YOUR TASK: Print the listing in full, with no character changed.

RECORDS TO PROCESS:

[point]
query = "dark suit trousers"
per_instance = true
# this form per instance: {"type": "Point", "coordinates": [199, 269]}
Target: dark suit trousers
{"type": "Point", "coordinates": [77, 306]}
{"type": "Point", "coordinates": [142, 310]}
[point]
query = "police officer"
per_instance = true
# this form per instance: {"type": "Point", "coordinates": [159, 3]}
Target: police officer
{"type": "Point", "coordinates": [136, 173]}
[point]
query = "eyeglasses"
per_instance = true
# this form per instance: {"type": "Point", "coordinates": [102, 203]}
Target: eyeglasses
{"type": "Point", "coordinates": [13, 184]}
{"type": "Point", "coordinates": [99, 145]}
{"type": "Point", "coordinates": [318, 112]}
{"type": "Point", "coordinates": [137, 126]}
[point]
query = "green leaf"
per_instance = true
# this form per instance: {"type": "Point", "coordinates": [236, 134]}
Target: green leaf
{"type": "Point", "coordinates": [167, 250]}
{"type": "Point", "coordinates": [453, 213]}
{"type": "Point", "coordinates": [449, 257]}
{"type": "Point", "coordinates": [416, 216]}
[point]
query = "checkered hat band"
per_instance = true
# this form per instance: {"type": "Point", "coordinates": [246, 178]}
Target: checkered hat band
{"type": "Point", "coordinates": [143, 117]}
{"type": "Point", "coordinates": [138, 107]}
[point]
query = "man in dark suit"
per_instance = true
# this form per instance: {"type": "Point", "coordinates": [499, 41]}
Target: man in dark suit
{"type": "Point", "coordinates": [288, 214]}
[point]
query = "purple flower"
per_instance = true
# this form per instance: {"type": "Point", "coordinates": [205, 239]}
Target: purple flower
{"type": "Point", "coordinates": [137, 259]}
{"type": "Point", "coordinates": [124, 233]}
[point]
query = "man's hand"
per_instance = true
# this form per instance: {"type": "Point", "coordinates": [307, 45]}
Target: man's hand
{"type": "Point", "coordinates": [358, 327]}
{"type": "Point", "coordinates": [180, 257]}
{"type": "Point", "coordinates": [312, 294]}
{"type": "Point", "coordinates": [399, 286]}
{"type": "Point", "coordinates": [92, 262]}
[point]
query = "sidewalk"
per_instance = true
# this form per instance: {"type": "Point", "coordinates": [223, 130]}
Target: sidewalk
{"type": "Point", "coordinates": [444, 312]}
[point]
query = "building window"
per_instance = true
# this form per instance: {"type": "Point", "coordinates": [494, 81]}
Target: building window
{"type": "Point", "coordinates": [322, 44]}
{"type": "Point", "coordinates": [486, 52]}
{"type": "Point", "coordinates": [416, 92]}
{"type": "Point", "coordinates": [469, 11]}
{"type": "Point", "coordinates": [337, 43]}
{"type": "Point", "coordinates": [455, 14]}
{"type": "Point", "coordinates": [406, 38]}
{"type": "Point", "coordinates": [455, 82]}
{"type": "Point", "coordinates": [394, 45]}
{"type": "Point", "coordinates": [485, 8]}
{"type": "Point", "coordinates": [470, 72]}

RESPONSE TO THIS TASK:
[point]
query = "dark suit trousers"
per_instance = true
# this form per instance: {"type": "Point", "coordinates": [199, 269]}
Target: dark suit trousers
{"type": "Point", "coordinates": [77, 306]}
{"type": "Point", "coordinates": [142, 310]}
[point]
query = "police officer"
per_instance = true
# this form per instance: {"type": "Point", "coordinates": [159, 3]}
Target: police officer
{"type": "Point", "coordinates": [136, 173]}
[point]
query = "eyeglasses"
per_instance = true
# this form per instance: {"type": "Point", "coordinates": [102, 203]}
Target: eyeglasses
{"type": "Point", "coordinates": [13, 184]}
{"type": "Point", "coordinates": [99, 145]}
{"type": "Point", "coordinates": [318, 112]}
{"type": "Point", "coordinates": [137, 126]}
[point]
query = "green leaf"
per_instance = true
# this form per instance: {"type": "Point", "coordinates": [236, 134]}
Target: green leaf
{"type": "Point", "coordinates": [167, 250]}
{"type": "Point", "coordinates": [453, 213]}
{"type": "Point", "coordinates": [449, 257]}
{"type": "Point", "coordinates": [416, 216]}
[point]
query = "checkered hat band"
per_instance = true
# this form per instance: {"type": "Point", "coordinates": [246, 178]}
Target: checkered hat band
{"type": "Point", "coordinates": [143, 117]}
{"type": "Point", "coordinates": [138, 107]}
[point]
query = "man in dark suit"
per_instance = true
# this form per instance: {"type": "Point", "coordinates": [499, 41]}
Target: man in dark suit
{"type": "Point", "coordinates": [288, 214]}
[point]
query = "purple flower"
per_instance = true
# this form per instance: {"type": "Point", "coordinates": [205, 239]}
Target: purple flower
{"type": "Point", "coordinates": [137, 259]}
{"type": "Point", "coordinates": [124, 233]}
[point]
query = "man's hand"
per_instance = true
# this form per instance: {"type": "Point", "coordinates": [307, 45]}
Target: man's hand
{"type": "Point", "coordinates": [358, 327]}
{"type": "Point", "coordinates": [180, 257]}
{"type": "Point", "coordinates": [312, 294]}
{"type": "Point", "coordinates": [399, 286]}
{"type": "Point", "coordinates": [92, 262]}
[point]
query = "sidewalk"
per_instance = true
# this form per instance: {"type": "Point", "coordinates": [223, 130]}
Target: sidewalk
{"type": "Point", "coordinates": [444, 312]}
[point]
query = "building window"
per_instance = true
# this form per instance: {"type": "Point", "coordinates": [494, 81]}
Target: building window
{"type": "Point", "coordinates": [322, 44]}
{"type": "Point", "coordinates": [486, 52]}
{"type": "Point", "coordinates": [416, 92]}
{"type": "Point", "coordinates": [469, 11]}
{"type": "Point", "coordinates": [337, 43]}
{"type": "Point", "coordinates": [455, 14]}
{"type": "Point", "coordinates": [406, 38]}
{"type": "Point", "coordinates": [455, 82]}
{"type": "Point", "coordinates": [394, 45]}
{"type": "Point", "coordinates": [485, 8]}
{"type": "Point", "coordinates": [470, 72]}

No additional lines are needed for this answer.